- _Required action_: The answer should consist of all the entries, repeated word for word.

- _Point localization data_:
● ● ● ● ●

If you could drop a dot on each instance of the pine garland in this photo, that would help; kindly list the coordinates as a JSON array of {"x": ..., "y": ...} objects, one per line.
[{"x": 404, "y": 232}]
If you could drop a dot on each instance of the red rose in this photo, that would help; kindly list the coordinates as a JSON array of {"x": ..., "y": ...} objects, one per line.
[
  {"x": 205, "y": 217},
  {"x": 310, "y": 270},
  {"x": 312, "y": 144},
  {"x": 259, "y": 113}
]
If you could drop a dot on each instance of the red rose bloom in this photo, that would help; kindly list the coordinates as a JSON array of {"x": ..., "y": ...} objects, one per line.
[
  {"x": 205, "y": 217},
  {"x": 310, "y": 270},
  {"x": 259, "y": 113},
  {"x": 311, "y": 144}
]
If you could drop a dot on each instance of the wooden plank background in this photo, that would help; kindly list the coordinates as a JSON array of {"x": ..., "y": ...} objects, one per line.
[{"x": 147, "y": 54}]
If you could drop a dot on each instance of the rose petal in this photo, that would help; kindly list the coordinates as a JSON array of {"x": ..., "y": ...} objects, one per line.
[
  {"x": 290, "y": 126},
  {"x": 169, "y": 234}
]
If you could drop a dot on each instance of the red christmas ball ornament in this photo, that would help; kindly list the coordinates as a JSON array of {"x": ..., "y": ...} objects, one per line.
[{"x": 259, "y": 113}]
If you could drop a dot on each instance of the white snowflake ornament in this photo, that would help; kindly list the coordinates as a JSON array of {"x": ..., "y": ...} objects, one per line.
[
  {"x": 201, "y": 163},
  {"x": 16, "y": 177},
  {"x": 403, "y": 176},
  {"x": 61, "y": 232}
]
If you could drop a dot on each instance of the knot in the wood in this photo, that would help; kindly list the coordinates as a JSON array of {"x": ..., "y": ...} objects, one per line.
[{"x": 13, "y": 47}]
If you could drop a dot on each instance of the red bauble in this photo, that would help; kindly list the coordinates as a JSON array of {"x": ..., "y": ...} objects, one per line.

● ● ● ● ●

- _Written answer_:
If you could drop a dot on each instance of the pine garland in this photo, that would help; kindly list the coordinates as a JSON array of {"x": ..., "y": ...} objects, one per line.
[{"x": 404, "y": 232}]
If you could drop a dot on each instance of the red rose in this photo, that would help; kindly list the coordinates as a JSON array of {"x": ..., "y": ...} objects, one per line.
[
  {"x": 205, "y": 217},
  {"x": 310, "y": 270},
  {"x": 312, "y": 144},
  {"x": 259, "y": 113}
]
If you could drop a dot on each instance of the red rose bloom in this photo, that would help; kindly list the coordinates as a JSON array of {"x": ..., "y": ...} objects, one per line.
[
  {"x": 205, "y": 217},
  {"x": 310, "y": 270},
  {"x": 259, "y": 113},
  {"x": 311, "y": 144}
]
If you could drop a dot on each instance of the wooden plank background in this photo, that would help; kindly list the coordinates as a JSON array of {"x": ..., "y": ...} objects, one per line.
[{"x": 147, "y": 54}]
If you could drop a dot on each instance of the rose petal in this photo, that would help; kindly list the coordinates as a JSON array of {"x": ..., "y": ...} objects, one per line.
[
  {"x": 290, "y": 126},
  {"x": 169, "y": 234}
]
If you could drop a dot on each instance of the red christmas ball ornament in this photo, that would help; kindly list the coordinates as a JSON array of {"x": ..., "y": ...} objects, one per line.
[{"x": 259, "y": 113}]
If you could drop a dot on each instance of the white snowflake ornament in this photo, that would help; kindly list the coordinates as a JSON array of {"x": ..., "y": ...} objects, one per line.
[
  {"x": 201, "y": 163},
  {"x": 16, "y": 177},
  {"x": 403, "y": 176},
  {"x": 61, "y": 232}
]
If you could drop a dot on each instance of the knot in the wood in this photo, that would help; kindly list the coordinates as a JSON array of {"x": ..., "y": ...} objects, one per line.
[{"x": 13, "y": 47}]
If you could drop a dot on each instance of the red bauble in this photo, that would help; kindly list the coordinates as a JSON array of {"x": ..., "y": ...} objects, one per line.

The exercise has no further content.